→ **Aim of the exercise**
State how many lines of the items below contain the string "block", with case counting. Give only the number.

[Dataset excerpt]
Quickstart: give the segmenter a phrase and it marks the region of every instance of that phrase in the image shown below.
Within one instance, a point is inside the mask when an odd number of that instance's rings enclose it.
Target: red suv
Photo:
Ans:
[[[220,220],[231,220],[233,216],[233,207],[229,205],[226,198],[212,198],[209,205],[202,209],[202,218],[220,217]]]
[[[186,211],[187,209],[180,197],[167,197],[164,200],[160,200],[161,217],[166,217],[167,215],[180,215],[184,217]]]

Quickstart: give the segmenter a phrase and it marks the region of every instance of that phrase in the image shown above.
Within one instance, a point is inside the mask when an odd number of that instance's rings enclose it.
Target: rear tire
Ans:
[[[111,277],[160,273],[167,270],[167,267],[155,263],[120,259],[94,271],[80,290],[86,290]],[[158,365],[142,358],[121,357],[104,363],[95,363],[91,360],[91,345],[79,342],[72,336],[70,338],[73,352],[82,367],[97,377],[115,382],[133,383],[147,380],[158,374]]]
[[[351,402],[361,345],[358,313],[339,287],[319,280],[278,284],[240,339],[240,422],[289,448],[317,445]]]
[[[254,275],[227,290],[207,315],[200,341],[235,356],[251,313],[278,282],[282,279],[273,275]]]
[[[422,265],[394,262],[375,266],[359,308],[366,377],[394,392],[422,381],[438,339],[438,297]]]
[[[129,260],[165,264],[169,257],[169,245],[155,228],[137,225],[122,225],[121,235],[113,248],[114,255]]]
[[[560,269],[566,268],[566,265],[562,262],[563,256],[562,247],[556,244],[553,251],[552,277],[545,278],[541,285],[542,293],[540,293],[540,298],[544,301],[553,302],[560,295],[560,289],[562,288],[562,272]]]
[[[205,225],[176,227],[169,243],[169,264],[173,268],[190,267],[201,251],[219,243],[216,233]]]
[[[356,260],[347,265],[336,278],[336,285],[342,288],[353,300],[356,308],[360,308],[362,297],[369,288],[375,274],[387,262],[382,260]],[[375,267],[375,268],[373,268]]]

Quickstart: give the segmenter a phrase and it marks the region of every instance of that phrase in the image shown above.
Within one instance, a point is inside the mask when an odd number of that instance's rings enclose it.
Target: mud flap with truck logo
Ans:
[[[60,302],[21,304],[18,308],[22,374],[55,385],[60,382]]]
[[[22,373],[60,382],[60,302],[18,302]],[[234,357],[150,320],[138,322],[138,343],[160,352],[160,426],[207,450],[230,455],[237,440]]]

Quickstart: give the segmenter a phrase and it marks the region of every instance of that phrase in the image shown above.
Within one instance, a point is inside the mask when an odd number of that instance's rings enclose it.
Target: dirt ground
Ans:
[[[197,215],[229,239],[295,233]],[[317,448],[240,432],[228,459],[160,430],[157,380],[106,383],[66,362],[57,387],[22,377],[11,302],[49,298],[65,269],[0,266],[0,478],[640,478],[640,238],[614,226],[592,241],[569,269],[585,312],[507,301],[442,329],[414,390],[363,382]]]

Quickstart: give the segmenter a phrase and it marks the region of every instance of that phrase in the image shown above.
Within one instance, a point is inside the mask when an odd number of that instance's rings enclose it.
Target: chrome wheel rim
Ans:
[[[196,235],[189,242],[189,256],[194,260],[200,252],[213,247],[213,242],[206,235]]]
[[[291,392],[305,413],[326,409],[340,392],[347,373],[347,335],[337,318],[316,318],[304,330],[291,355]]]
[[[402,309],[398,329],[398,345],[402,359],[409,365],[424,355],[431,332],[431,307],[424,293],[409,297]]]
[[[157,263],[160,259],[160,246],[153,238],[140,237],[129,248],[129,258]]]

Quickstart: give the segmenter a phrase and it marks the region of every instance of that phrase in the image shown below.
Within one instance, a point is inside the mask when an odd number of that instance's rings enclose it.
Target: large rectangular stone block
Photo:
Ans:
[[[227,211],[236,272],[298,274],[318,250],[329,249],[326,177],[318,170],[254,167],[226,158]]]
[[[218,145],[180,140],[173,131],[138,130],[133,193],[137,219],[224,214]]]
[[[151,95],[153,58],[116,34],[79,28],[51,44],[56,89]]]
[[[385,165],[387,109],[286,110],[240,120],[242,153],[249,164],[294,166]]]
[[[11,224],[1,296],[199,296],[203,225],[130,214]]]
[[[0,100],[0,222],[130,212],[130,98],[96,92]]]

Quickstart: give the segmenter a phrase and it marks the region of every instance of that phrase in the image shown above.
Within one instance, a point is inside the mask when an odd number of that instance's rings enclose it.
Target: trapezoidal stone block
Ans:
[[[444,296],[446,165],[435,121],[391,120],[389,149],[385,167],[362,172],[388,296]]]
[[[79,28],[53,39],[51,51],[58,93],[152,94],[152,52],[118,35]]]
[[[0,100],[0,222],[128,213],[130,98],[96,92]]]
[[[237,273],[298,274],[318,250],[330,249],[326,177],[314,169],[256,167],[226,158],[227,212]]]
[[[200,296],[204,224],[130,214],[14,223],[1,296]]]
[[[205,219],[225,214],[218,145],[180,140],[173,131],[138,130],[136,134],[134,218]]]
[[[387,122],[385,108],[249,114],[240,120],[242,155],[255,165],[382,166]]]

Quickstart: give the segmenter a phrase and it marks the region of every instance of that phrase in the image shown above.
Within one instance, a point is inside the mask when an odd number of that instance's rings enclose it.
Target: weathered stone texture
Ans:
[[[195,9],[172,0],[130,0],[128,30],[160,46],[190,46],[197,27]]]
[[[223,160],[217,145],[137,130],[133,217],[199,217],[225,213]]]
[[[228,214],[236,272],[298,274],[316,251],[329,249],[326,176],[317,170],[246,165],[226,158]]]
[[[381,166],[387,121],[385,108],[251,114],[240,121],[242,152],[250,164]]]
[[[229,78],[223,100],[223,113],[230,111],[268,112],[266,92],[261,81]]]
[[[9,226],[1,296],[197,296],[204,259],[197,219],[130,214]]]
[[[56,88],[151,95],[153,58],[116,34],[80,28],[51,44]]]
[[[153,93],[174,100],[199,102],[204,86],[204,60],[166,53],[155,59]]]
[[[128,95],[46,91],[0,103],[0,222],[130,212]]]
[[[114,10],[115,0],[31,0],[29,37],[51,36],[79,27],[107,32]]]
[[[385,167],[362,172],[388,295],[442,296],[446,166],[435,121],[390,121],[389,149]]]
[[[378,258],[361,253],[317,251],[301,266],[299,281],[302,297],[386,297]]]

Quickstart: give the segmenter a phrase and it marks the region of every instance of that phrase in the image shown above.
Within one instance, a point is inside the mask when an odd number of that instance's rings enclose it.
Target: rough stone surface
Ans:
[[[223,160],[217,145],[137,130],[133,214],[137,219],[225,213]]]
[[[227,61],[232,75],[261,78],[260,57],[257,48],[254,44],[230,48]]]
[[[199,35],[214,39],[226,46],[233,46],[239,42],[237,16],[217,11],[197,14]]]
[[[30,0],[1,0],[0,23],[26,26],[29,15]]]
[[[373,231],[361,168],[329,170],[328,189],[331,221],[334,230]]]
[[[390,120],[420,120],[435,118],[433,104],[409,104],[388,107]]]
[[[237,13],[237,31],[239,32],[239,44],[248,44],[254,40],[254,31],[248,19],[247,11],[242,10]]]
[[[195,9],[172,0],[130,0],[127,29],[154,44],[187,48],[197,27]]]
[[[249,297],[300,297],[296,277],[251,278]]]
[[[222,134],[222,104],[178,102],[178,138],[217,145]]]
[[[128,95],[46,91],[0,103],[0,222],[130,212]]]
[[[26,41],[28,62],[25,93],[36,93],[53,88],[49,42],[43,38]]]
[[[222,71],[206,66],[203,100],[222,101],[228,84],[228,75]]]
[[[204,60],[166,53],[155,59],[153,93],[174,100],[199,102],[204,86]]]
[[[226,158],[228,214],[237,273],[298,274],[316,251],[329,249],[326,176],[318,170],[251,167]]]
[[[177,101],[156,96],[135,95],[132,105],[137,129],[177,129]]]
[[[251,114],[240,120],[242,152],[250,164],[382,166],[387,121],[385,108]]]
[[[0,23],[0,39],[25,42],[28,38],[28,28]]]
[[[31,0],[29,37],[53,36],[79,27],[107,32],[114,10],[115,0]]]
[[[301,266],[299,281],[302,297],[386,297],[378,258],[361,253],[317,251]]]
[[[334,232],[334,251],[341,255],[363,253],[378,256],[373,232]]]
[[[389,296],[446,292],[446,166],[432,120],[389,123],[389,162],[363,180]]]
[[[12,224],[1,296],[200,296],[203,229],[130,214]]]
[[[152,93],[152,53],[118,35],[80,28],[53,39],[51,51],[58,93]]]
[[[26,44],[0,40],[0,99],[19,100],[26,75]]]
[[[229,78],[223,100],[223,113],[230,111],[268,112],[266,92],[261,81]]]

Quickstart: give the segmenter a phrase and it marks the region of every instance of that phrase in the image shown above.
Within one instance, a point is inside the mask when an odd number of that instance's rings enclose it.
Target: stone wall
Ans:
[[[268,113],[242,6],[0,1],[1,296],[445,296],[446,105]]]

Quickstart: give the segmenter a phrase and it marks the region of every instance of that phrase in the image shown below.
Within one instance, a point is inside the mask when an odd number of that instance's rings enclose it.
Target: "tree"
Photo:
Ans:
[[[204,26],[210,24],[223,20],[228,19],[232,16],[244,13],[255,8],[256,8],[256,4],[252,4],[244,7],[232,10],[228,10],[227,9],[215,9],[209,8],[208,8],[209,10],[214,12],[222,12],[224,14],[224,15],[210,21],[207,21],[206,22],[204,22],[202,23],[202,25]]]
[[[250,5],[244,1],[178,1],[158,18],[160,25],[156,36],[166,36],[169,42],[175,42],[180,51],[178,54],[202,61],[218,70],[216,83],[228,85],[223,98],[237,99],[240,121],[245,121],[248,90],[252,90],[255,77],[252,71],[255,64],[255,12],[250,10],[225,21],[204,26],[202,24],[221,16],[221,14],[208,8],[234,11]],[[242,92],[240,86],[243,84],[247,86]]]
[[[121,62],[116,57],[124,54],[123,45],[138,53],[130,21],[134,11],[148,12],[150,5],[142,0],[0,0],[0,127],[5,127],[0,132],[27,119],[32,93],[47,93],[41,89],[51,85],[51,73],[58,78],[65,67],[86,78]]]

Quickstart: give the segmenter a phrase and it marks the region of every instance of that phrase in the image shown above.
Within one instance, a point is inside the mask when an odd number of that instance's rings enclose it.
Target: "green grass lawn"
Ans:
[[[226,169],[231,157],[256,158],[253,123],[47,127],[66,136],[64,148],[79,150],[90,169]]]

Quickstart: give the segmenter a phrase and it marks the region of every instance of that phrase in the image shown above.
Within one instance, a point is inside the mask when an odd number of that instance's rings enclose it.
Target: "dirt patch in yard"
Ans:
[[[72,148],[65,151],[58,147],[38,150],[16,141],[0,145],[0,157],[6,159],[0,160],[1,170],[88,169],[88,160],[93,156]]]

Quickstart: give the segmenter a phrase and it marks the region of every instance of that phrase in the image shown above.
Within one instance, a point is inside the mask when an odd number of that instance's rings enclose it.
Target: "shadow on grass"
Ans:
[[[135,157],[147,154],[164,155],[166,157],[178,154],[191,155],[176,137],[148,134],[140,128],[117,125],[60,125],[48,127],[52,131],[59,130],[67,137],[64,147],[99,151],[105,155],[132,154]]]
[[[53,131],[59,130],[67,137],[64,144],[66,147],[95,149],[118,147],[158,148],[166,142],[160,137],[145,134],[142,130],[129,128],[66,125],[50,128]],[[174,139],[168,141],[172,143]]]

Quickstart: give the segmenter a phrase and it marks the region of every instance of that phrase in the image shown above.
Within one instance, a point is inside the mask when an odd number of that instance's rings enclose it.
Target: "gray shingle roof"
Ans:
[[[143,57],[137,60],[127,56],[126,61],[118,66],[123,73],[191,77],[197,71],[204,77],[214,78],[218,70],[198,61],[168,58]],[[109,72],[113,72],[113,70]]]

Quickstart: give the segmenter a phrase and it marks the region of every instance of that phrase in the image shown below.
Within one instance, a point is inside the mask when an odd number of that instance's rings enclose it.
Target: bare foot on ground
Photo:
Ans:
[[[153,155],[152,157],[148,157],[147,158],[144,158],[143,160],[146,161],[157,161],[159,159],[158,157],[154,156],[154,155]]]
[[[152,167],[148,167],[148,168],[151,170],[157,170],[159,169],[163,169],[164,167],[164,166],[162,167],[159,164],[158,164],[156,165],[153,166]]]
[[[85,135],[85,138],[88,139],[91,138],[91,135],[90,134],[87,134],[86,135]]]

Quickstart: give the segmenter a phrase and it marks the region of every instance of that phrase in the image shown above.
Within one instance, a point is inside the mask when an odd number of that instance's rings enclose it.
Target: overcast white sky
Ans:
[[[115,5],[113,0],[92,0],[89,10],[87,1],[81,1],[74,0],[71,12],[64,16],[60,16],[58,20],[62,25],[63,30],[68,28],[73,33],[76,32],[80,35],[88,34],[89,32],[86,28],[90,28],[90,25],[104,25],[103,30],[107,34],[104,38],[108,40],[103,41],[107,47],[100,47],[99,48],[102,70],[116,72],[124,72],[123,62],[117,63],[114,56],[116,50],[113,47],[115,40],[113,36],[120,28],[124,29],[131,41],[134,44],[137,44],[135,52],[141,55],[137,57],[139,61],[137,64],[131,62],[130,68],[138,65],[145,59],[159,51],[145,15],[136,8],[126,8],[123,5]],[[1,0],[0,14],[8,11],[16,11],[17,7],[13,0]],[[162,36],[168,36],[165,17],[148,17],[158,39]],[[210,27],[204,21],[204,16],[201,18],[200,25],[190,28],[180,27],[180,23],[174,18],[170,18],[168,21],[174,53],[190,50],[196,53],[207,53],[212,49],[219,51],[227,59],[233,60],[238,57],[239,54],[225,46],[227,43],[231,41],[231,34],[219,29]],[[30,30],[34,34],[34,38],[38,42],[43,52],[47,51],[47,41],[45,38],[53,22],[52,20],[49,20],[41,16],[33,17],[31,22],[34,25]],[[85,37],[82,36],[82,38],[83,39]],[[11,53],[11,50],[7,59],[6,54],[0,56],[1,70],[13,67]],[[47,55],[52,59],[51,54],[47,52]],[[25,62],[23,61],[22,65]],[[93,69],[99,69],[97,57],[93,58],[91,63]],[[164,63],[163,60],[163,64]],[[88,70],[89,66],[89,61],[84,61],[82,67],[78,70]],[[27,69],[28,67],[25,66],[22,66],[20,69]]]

→ **Answer to the task**
2